> **What you need to do**
Retype the full set of records. Keep every character identical.

> **Data supplied**
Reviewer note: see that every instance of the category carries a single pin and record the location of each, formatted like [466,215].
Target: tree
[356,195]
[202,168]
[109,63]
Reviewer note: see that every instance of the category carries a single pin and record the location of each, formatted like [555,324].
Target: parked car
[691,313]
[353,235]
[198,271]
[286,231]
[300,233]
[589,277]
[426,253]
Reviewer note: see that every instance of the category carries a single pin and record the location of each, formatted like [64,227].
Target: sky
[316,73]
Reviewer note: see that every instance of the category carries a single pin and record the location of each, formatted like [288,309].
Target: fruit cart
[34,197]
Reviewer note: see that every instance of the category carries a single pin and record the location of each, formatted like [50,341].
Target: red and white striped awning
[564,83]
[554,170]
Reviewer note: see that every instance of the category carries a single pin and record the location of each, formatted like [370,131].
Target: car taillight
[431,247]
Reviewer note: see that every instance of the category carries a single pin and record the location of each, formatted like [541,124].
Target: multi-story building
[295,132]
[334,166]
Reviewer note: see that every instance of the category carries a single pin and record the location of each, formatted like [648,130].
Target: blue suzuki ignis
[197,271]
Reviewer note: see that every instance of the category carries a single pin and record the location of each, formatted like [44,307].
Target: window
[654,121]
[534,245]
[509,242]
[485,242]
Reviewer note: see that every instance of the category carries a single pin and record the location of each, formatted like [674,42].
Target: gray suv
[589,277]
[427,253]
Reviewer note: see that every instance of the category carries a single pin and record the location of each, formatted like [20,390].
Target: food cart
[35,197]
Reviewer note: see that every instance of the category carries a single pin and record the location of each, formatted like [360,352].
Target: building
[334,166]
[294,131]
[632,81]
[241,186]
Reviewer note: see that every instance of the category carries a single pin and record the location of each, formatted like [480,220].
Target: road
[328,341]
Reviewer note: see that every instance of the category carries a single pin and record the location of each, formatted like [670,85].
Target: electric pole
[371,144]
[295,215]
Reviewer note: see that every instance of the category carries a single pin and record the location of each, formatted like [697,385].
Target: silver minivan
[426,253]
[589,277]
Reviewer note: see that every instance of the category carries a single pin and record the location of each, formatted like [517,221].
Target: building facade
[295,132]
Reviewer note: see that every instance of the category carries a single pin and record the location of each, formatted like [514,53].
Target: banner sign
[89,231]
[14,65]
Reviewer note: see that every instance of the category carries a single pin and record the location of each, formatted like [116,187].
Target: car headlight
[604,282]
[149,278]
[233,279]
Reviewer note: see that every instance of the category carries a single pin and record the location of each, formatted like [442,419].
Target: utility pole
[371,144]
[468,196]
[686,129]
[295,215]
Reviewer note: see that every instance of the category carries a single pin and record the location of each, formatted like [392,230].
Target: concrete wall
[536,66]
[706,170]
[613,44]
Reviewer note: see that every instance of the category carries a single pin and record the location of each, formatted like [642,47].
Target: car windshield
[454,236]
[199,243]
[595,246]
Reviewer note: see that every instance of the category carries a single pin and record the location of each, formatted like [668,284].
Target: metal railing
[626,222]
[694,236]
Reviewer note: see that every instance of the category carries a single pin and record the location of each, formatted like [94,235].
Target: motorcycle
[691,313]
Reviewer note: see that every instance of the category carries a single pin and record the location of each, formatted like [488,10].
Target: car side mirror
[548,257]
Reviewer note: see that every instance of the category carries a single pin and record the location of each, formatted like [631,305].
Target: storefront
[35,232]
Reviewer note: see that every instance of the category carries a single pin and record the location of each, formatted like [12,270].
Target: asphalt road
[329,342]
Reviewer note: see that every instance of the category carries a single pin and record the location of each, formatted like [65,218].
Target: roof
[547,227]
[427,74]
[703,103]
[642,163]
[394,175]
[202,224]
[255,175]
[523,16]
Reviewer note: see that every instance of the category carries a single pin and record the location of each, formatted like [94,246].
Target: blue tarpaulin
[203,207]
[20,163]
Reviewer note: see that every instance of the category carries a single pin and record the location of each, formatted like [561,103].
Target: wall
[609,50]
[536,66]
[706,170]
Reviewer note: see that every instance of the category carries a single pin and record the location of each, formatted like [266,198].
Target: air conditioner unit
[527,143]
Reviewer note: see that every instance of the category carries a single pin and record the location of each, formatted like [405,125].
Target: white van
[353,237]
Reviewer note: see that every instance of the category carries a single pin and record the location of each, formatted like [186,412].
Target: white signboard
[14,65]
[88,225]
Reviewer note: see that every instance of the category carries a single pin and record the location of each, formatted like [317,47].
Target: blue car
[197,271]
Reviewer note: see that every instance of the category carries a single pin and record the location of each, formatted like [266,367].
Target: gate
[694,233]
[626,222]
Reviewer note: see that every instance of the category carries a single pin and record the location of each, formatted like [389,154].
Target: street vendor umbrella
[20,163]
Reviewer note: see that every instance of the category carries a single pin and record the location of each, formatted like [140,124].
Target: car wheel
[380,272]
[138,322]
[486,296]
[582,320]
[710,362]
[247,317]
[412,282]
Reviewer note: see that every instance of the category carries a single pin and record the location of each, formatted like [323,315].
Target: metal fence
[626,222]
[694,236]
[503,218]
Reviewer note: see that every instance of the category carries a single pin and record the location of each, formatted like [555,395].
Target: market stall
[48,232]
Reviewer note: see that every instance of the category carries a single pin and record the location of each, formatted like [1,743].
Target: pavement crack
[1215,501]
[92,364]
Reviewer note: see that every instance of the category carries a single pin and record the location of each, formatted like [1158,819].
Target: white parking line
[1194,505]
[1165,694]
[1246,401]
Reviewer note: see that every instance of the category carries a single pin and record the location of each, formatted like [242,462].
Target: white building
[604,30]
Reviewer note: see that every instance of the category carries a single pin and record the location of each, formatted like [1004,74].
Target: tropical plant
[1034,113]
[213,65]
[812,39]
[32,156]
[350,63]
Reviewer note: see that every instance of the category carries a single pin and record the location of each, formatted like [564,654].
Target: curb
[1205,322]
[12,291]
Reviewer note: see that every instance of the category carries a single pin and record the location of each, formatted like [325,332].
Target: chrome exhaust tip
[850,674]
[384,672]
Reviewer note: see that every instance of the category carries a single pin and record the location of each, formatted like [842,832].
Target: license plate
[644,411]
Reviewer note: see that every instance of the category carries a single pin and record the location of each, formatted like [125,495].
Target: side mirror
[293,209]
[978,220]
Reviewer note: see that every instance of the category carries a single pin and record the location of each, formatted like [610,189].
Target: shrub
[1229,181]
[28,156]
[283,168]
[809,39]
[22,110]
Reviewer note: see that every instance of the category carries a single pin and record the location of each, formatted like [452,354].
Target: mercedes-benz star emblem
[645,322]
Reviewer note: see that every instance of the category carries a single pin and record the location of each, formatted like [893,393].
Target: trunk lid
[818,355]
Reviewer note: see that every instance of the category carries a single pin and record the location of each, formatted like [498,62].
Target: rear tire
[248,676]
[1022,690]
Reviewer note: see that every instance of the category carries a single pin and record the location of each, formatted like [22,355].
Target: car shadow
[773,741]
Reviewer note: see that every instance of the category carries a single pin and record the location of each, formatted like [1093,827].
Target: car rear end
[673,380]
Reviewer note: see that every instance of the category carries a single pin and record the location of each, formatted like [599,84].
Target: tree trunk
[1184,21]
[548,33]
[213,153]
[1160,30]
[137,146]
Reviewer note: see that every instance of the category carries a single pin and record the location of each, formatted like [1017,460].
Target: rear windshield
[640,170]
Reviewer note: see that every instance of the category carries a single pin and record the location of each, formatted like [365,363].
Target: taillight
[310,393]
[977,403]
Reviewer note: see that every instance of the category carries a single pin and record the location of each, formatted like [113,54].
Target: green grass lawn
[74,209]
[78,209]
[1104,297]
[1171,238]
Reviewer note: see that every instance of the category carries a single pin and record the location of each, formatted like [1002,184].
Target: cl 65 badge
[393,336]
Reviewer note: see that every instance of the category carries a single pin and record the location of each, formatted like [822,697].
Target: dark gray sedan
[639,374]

> **Output of the exercise**
Reviewer note: see that every instance of the category carries a single pin and record the location of each, formatted like [466,215].
Target: tree
[356,195]
[202,168]
[109,63]
Reviewer note: see that every instance of the category carries a single pin and record the location of each, formatted like [555,324].
Target: parked car
[691,313]
[353,235]
[198,271]
[286,231]
[300,233]
[589,277]
[426,253]
Reviewer note: see that every instance of the category carries a single pin and record the location of each, formatted like [64,227].
Target: sky
[316,73]
Reviewer note: see that every instance of the category carries a single pin and record the location of each, formatted like [288,309].
Target: fruit cart
[34,197]
Reviewer note: see that every instance of the category carries a single pin and record the location of each, formatted like [50,341].
Target: red and white striped awning
[564,83]
[554,170]
Reviewer note: see that every instance of the category carries a single pin and record the location of each, formatted like [370,131].
Target: car taillight
[431,247]
Reviewer note: see that every instance of the category carries a single pin and record the location of each, formatted like [541,124].
Target: multi-story building
[295,132]
[334,166]
Reviewer note: see that every instance of the category carries a single pin and record the location of each, formatted like [648,130].
Target: blue suzuki ignis
[197,271]
Reviewer note: see that every instance of the category carries a single pin and record the location of each, formatted like [44,307].
Target: window
[654,121]
[534,245]
[509,242]
[485,242]
Reviewer note: see that every instance of the category carries a single pin and record the location of each, formatted like [674,42].
Target: gray suv
[589,277]
[427,253]
Reviewer note: see that every instance of the category carries a single pin and record the location of each, formatted like [20,390].
Target: food cart
[35,197]
Reviewer note: see that every instance of the category carries a single pin and record the location of each, formatted like [360,352].
Target: building
[334,166]
[294,131]
[632,81]
[241,186]
Reviewer note: see that every instance of the category carries a single pin and record the location of each, formatted like [480,220].
Target: road
[328,341]
Reviewer note: see that every instance of the category carries a single pin and record the location of each, formatted like [670,85].
Target: electric pole
[371,144]
[295,215]
Reviewer note: see that every instance of the category carries a single pin and record the location of each, formatted like [697,385].
Target: silver minivan
[426,253]
[589,277]
Reviewer note: see that every instance of the category carries a single pin and record the location of each, formatted like [517,221].
Target: building facade
[295,132]
Reviewer note: see that every instance of the category carries a single pin and record the location of each, formatted like [514,53].
Target: banner sign
[89,231]
[14,65]
Reviewer note: see that every instance of the category carries a single pin and record the location of each, formatted like [116,187].
Target: car headlight
[604,282]
[149,278]
[233,279]
Reviewer note: see that every instance of the category carries a single pin and record the location of each, formatted like [442,419].
Target: utility pole
[371,144]
[468,196]
[686,129]
[295,215]
Reviewer note: see that every instance of the category carries a single pin and record the location of each, formatted like [392,230].
Target: concrete wall
[536,66]
[706,170]
[613,44]
Reviewer note: see that every instance of the category carries a single pin and record the location of each, formatted like [642,47].
Target: car windshield
[454,236]
[199,243]
[595,246]
Reviewer note: see that every instance of the category carries a single pin and record the location of each, formatted like [668,284].
Target: metal railing
[626,222]
[694,236]
Reviewer note: see that every instance of the category carries a single pin and record the location of each, formatted like [94,235].
Target: motorcycle
[691,313]
Reviewer note: see that every instance of the category carries a single pin and record the location of each, formatted like [488,10].
Target: car side mirror
[548,257]
Reviewer note: see that every instance of the category carries a single pin and record the location of each, formatted like [631,305].
Target: storefront
[35,232]
Reviewer note: see that every instance of the category carries a single pin and record the location of each, formatted like [12,270].
Target: asphalt road
[329,342]
Reviewer note: see that every instance of the category carries a single pin and record the location of each, formatted like [65,218].
Target: roof
[547,227]
[427,74]
[703,103]
[642,163]
[394,175]
[202,224]
[255,175]
[523,16]
Reviewer note: see that every instance of the category carries a single pin and record the location of each, formatted like [94,246].
Target: blue tarpaulin
[203,207]
[20,163]
Reviewer note: see that every instance of the category carries a single pin and record the location of each, formatted like [561,103].
Target: wall
[609,50]
[536,66]
[706,170]
Reviewer note: see that every instance of the category carries a single pin and record the location of each, formatted like [266,198].
Target: air conditioner unit
[527,143]
Reviewer note: see that every instance of the category carries a single pin and record the location of each, formatted like [405,125].
Target: white van
[353,237]
Reviewer note: see that every instance of the category carries a single pin and record the location of each, formatted like [186,412].
Target: white signboard
[14,65]
[88,225]
Reviewer note: see that every instance of the category carries a single pin and record the location of each, formatted like [317,47].
Target: blue car
[197,271]
Reviewer note: see that every instance of the category carries a single pin and record the location of each, formatted like [266,367].
Target: gate
[694,233]
[626,222]
Reviewer note: see that every instance of the category carries a single pin and record the location of each, formatted like [389,154].
Target: street vendor umbrella
[20,163]
Reviewer note: see that every instance of the category carries a single pin and record the location of each, formatted like [140,124].
Target: car wheel
[380,272]
[138,322]
[486,296]
[582,320]
[710,362]
[247,317]
[412,282]
Reviewer note: see that every instance of the category carries a single pin and record the location of each, formatted like [323,315].
Target: metal fence
[626,222]
[694,236]
[503,218]
Reviewer note: see that every instance of the category carries a single pin and record the location of each, formatted like [555,395].
Target: market stall
[48,232]
Reviewer note: see that every instance of the category carries a single pin and record the location of each, formatted like [1,743].
Target: pavement crack
[1215,501]
[92,364]
Reviewer note: see that every instance of the category carries a single pin and record the location of each, formatted like [1158,819].
Target: white parking line
[1194,505]
[1165,694]
[1246,401]
Reviewer note: see that every instance of the category carries a single pin and record the location of each, formatted like [242,462].
Target: white building
[604,30]
Reviewer note: see that every instance of the category carries a single pin and record the location of each, formatted like [1004,74].
Target: tropical plant
[1034,113]
[213,65]
[812,39]
[32,156]
[350,63]
Reviewer note: see that every instance of the category carries a single pin and record the location of each, formatted like [564,654].
Target: curb
[1205,322]
[12,291]
Reviewer note: see that every instance of the category carries a single pin and record the location of each, formatted like [325,332].
Target: chrome exhaust tip
[850,674]
[384,672]
Reviewer note: see that every instance of the category carries a single pin and record the location of each, formatted like [842,832].
Target: license plate
[644,411]
Reviewer note: see that every instance of the category carries a single pin and record the location of each, formatted like [125,495].
Target: side mirror
[293,209]
[978,220]
Reviewer note: see that every instance of the category carries a single pin and record the location of each, formatted like [610,189].
Target: shrub
[1229,181]
[28,156]
[283,168]
[809,39]
[22,110]
Reviewer note: see that every instance of the category carries a single pin and record the location of each, formatted like [452,354].
Target: mercedes-benz star emblem
[645,322]
Reviewer note: see that every instance of the category carries a single pin and record the location of each, formatted like [893,393].
Target: trunk lid
[818,355]
Reviewer note: see that every instance of the category carries a single pin and record the location of each, formatted like [498,62].
Target: rear tire
[248,676]
[1022,690]
Reviewer note: see that every instance of the category carries a single pin and record the location of each, formatted like [22,355].
Target: car shadow
[773,741]
Reviewer note: see that every instance of the category carries a single pin and record the location of each, formatted like [1093,827].
Target: car rear end
[673,380]
Reviewer note: see that every instance of the category carries a single pin and record the location of each, formatted like [599,84].
Target: tree trunk
[1184,21]
[548,33]
[213,153]
[1160,30]
[137,146]
Reviewer note: see that every instance of the category carries a single pin and record the location of each, formatted like [1017,460].
Target: rear windshield
[640,170]
Reviewer note: see that every instance of the category carries a single pin and record the location of each, formatted like [365,363].
Target: taillight
[310,393]
[977,403]
Reviewer note: see that every instance of the category carries a single pin and record the location of each, formatted like [113,54].
Target: green grass lawn
[74,209]
[78,209]
[1104,297]
[1171,238]
Reviewer note: see that every instance of the category carries a single pin and record the location of each, formatted like [1002,184].
Target: cl 65 badge
[393,336]
Reviewer note: see that every instance of the category carries a single pin and record the location of each, formatted like [822,697].
Target: dark gray sedan
[639,374]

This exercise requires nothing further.